> WRITTEN PROBLEM: Can you copy out every line of the items below, requests included, while scaling each coordinate in the answers by 1.1 and rounding it to a whole number, with halves going up?

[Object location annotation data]
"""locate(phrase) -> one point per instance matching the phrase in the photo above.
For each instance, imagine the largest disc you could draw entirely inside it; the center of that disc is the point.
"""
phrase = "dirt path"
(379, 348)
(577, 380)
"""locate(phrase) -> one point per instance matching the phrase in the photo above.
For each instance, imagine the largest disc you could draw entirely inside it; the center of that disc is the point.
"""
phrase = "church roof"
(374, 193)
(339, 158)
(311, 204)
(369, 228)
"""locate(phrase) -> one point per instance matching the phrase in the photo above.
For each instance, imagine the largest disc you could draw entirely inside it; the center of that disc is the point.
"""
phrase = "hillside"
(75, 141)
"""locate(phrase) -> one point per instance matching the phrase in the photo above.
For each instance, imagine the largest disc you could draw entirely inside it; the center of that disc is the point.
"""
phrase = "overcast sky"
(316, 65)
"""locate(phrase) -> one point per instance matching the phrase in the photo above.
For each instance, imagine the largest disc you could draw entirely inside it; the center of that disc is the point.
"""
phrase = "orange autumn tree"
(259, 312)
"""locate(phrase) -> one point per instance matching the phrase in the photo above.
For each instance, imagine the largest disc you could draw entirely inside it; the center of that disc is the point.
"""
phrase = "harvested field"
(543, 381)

> TASK RESULT:
"""locate(phrase) -> one point per instance matching the phrase in the photo above.
For each instance, imagine the largest disc you could draw entirely inside it; the center of that disc is the point.
"""
phrase = "dirt path"
(417, 383)
(635, 418)
"""locate(phrase) -> one point per instance matching the phrase in the photo above.
For each instance, imagine the largest disc you could draw entirely inside it; the center of that disc is the point.
"""
phrase = "church roof"
(411, 212)
(373, 174)
(342, 224)
(406, 251)
"""locate(phrase) -> one point per instance matching the phrase in the photo above.
For each instance, imagine the largest disc you could draw entirely inside it; the center of that disc is the point.
"""
phrase = "hillside"
(83, 155)
"""locate(phrase) -> one point per instance matching the phrase in the photo above.
For each instance, imagine the largest disc you could draw entirely inside it; the center of that disc is the point.
"""
phrase = "overcast sky"
(348, 72)
"""locate(phrase) -> one point per instance matching the phrase in the photo above.
For each instance, imagine the largest disc you could draw entirely inside it; the center of that disc is the point.
"""
phrase = "orange autumn tree"
(285, 343)
"""locate(phrase) -> one point per instance matching the phrase in the photo above.
For each instance, imagine the largest disc you could draw entirely inside it; the center of that disc is the point.
"""
phrase = "harvested field"
(597, 419)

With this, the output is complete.